• _Instructions_:
(1) Answer these questions about the air pollution text:
(a) How many people die prematurely because of air pollution every year?
(b) Which university carried out the study on women living near highly-polluted areas before conceiving?
(c) By what year does the UK government plan to make the country carbon neutral?
(2) Retype the part of the air pollution text starting at "What is being" and ending at "limit climate change.".
(3) Summarize the air pollution text in two sentences.

• _Text provided_:
■ ■ ■ ■ ■

According to the World Health Organization, a third of deaths from stroke, lung cancer and heart disease can be linked to air pollution.
Some of the effects of air pollution on the body are not understood, but pollution may increase inflammation which narrows the arteries leading to heart attacks or strokes.
As well as this, almost one in 10 lung cancer cases in the UK are caused by air pollution.
Particulates find their way into the lungs and get lodged there, causing inflammation and damage. As well as this, some chemicals in particulates that make their way into the body can cause cancer.
Deaths from pollution
Around seven million people die prematurely because of air pollution every year. Pollution can cause a number of issues including asthma attacks, strokes, various cancers and cardiovascular problems.
Air pollution can cause problems for asthma sufferers for a number of reasons. Pollutants in traffic fumes can irritate the airways, and particulates can get into your lungs and throat and make these areas inflamed.
Problems in pregnancy
Women exposed to air pollution before getting pregnant are nearly 20 per cent more likely to have babies with birth defects, research suggested in January 2018.
Living within 3.1 miles (5km) of a highly-polluted area one month before conceiving makes women more likely to give birth to babies with defects such as cleft palates or lips, a study by University of Cincinnati found.
For every 0.01mg/m3 increase in fine air particles, birth defects rise by 19 per cent, the research adds.
Previous research suggests this causes birth defects as a result of women suffering inflammation and ‘internal stress’.
What is being done to tackle air pollution?
Paris agreement on climate change
The Paris Agreement, which was first signed in 2015, is an international agreement to control and limit climate change.
It hopes to hold the increase in the global average temperature to below 2°C (3.6ºF) ‘and to pursue efforts to limit the temperature increase to 1.5°C (2.7°F)’.
Carbon neutral by 2050
The UK government has announced plans to make the country carbon neutral by 2050.
They plan to do this by planting more trees and by installing ‘carbon capture’ technology at the source of the pollution.
Some critics are worried that this first option will be used by the government to export its carbon offsetting to other countries.

■ ■ ■ ■ ■

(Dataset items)
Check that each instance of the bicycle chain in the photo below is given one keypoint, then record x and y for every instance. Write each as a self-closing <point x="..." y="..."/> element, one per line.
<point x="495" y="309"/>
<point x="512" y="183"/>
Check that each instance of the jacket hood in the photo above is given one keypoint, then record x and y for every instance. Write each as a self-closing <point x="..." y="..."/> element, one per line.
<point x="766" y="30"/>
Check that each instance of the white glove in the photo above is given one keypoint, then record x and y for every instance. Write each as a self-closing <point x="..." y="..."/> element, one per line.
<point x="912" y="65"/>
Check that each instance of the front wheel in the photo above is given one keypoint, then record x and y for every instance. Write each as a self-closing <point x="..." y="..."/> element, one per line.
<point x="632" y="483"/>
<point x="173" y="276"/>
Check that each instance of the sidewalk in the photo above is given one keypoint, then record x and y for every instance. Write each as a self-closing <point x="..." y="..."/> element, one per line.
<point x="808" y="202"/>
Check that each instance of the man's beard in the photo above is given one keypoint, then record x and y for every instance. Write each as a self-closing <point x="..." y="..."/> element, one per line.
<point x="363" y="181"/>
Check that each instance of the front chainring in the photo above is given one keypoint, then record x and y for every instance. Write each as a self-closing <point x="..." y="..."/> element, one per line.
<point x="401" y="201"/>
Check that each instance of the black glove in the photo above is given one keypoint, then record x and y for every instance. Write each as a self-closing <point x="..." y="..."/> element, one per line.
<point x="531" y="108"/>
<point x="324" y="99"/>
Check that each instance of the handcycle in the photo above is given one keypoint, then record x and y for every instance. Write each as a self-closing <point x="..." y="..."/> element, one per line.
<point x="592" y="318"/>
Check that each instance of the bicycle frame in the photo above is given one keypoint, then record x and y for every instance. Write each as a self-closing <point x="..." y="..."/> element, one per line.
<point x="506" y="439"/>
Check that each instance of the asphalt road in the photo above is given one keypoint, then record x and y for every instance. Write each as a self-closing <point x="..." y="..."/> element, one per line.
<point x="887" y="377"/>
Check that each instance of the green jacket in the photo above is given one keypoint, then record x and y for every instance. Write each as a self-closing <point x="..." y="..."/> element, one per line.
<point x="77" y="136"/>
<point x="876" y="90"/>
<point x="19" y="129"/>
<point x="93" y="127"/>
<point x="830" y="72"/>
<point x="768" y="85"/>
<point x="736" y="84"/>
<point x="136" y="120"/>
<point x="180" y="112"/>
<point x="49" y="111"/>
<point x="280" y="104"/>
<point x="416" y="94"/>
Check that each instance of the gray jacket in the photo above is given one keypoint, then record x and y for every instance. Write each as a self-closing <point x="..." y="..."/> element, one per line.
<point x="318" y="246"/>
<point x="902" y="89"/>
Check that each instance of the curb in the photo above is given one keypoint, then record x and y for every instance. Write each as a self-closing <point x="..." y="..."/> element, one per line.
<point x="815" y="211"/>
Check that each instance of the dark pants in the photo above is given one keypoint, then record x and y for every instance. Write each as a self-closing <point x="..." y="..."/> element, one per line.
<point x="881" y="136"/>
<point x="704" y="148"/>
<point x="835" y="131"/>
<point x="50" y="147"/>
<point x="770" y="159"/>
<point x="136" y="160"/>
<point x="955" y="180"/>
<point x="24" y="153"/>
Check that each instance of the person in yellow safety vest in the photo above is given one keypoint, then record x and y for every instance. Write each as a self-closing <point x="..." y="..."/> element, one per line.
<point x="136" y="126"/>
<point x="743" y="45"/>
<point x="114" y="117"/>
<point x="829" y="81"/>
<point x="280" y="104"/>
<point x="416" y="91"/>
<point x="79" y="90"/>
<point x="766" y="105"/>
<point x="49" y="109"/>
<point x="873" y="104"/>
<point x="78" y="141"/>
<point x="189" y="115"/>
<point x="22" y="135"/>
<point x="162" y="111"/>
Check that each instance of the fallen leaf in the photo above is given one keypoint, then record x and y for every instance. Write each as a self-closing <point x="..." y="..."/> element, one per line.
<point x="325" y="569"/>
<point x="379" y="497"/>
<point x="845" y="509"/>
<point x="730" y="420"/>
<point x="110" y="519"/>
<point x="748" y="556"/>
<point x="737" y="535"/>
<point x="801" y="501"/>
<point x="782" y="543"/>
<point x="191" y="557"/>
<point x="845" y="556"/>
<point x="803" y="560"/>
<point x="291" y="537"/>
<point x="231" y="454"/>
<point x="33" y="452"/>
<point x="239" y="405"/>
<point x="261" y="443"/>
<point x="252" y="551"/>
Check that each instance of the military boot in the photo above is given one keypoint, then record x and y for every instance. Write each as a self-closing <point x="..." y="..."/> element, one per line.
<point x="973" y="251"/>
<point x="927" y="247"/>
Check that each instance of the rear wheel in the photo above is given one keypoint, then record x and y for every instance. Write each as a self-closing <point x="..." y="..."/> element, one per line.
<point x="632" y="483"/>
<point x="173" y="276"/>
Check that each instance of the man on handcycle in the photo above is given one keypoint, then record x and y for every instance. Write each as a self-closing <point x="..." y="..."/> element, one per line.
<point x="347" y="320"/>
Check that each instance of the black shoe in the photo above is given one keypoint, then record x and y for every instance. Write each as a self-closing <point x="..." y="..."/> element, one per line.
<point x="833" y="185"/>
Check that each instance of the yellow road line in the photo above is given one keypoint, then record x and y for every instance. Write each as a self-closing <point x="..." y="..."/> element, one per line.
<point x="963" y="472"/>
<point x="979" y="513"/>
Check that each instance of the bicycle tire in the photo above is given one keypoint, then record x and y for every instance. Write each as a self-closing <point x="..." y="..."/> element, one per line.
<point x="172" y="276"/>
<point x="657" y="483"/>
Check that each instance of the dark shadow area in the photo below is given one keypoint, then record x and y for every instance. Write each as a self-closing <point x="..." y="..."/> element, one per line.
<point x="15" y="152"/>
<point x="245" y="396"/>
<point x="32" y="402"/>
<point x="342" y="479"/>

■ ■ ■ ■ ■

• _Responses by item number_:
(1)
(a) Around seven million.
(b) The University of Cincinnati.
(c) 2050.

(2)
What is being done to tackle air pollution?
Paris agreement on climate change
The Paris Agreement, which was first signed in 2015, is an international agreement to control and limit climate change.

(3) Air pollution can be linked to a third of deaths from stroke, lung cancer and heart disease, causes around seven million premature deaths each year, and has been associated with a higher likelihood of birth defects in babies of women exposed before pregnancy. Measures to tackle it include the Paris Agreement, which seeks to limit the rise in global average temperature, and the UK government's plan to make the country carbon neutral by 2050.